Problem statement: How many lines in the records contain the string "stone", with case counting? Reply with the number alone.

(Image point annotation entries)
=====

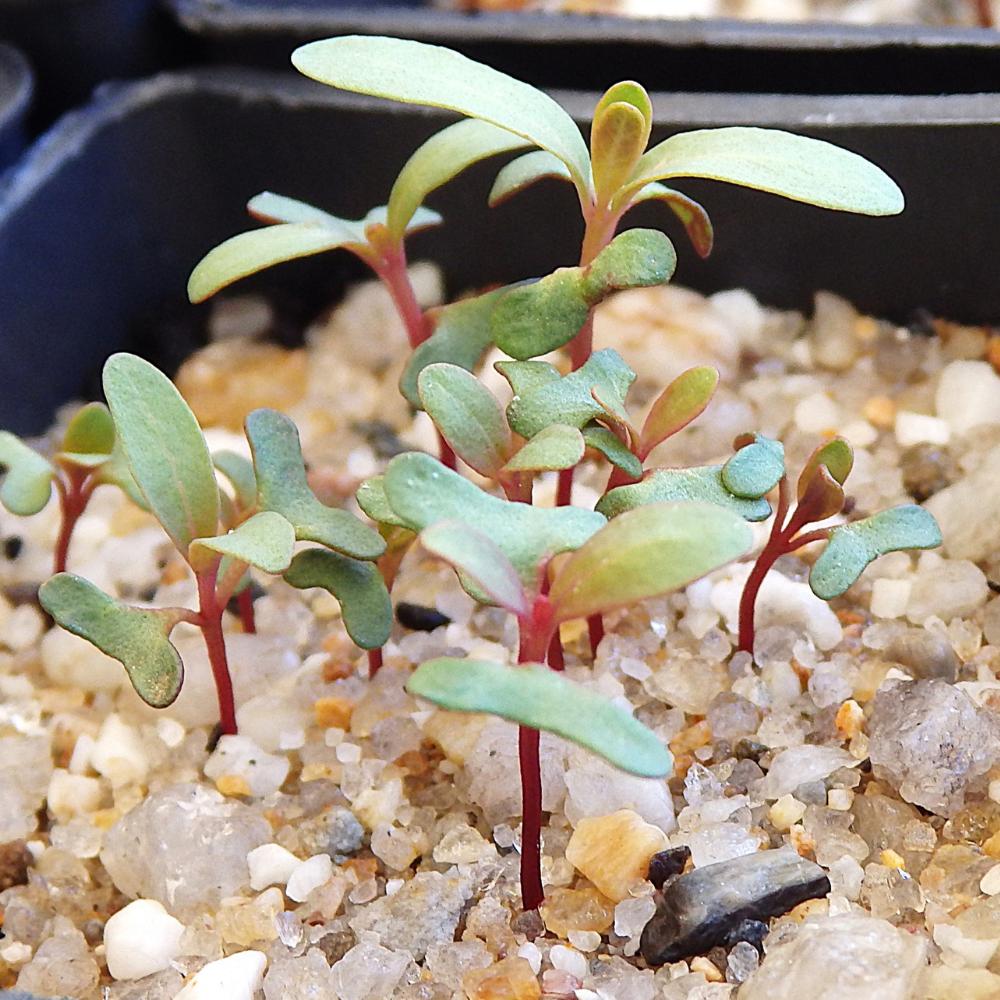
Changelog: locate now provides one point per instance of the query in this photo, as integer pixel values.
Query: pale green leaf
(853, 546)
(569, 400)
(479, 560)
(358, 587)
(680, 403)
(283, 488)
(794, 166)
(645, 553)
(247, 253)
(461, 336)
(421, 491)
(755, 468)
(523, 172)
(700, 484)
(442, 157)
(691, 214)
(165, 448)
(557, 446)
(27, 477)
(468, 415)
(613, 449)
(266, 541)
(137, 638)
(534, 696)
(417, 73)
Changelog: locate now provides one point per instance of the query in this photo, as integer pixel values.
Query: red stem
(74, 496)
(210, 622)
(244, 600)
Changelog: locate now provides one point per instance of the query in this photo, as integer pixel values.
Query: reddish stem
(74, 495)
(210, 621)
(244, 601)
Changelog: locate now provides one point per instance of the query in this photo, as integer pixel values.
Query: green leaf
(442, 157)
(247, 253)
(540, 316)
(556, 447)
(613, 449)
(90, 436)
(265, 540)
(462, 335)
(421, 491)
(468, 415)
(357, 586)
(853, 546)
(283, 488)
(534, 696)
(416, 73)
(700, 484)
(239, 472)
(637, 258)
(835, 455)
(645, 553)
(523, 172)
(755, 468)
(477, 558)
(569, 400)
(692, 215)
(373, 501)
(680, 403)
(27, 484)
(136, 637)
(793, 166)
(165, 448)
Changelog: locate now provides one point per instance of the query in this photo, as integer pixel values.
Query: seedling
(171, 465)
(820, 495)
(89, 456)
(503, 552)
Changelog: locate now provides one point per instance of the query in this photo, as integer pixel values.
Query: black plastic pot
(16, 87)
(76, 44)
(102, 222)
(591, 52)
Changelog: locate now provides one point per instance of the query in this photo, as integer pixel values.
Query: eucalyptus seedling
(616, 172)
(644, 554)
(820, 495)
(89, 456)
(171, 465)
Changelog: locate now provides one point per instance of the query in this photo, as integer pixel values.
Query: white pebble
(569, 960)
(237, 977)
(309, 875)
(140, 939)
(990, 882)
(890, 597)
(919, 428)
(270, 864)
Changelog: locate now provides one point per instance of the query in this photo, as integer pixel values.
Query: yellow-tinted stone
(566, 910)
(509, 979)
(613, 851)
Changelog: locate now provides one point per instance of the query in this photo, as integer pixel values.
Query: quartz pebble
(614, 851)
(702, 908)
(237, 977)
(140, 939)
(848, 957)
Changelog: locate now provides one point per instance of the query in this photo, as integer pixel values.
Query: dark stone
(705, 907)
(420, 618)
(665, 864)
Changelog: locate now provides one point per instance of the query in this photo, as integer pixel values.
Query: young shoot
(89, 456)
(820, 495)
(503, 552)
(171, 465)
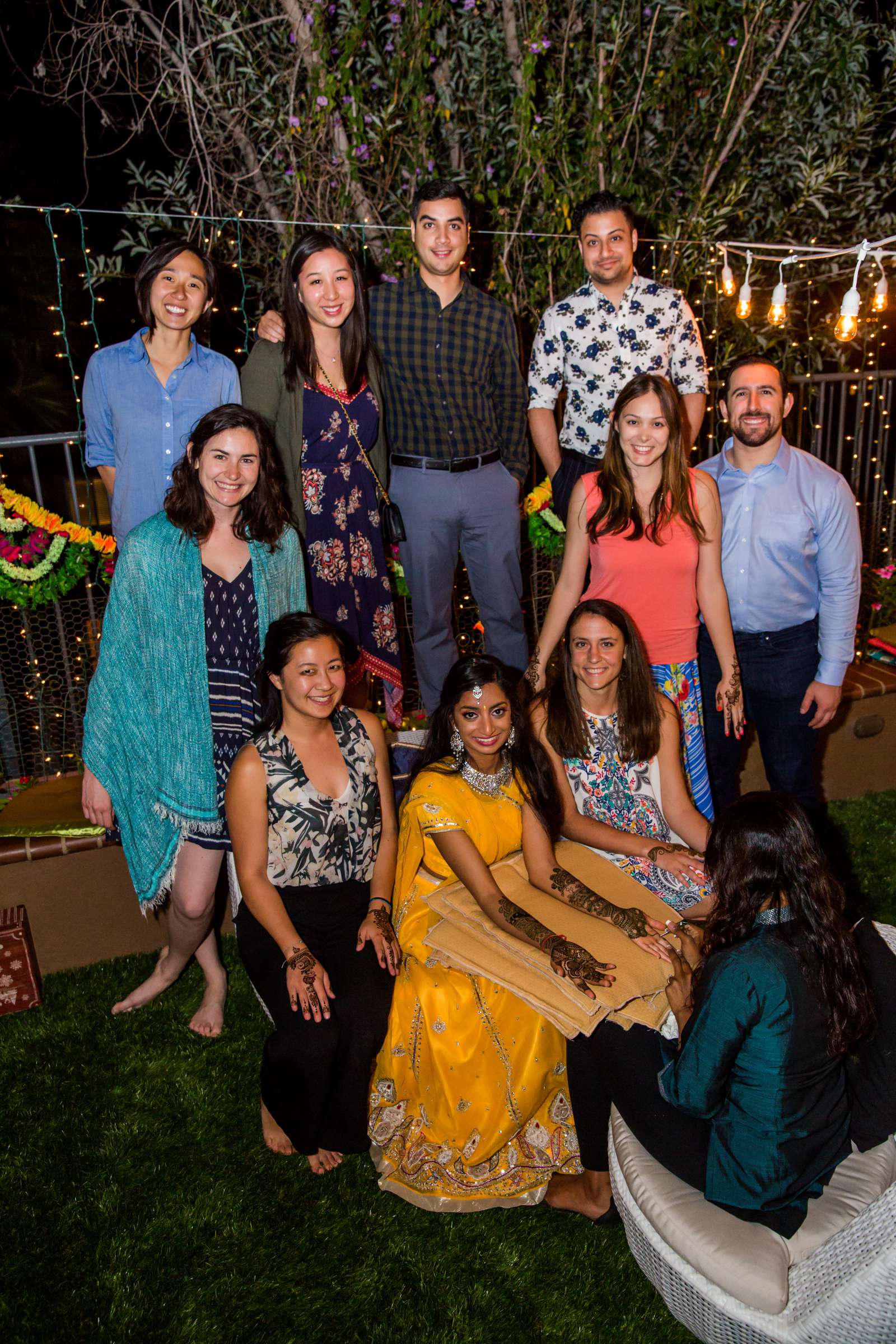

=====

Exercise solution: 2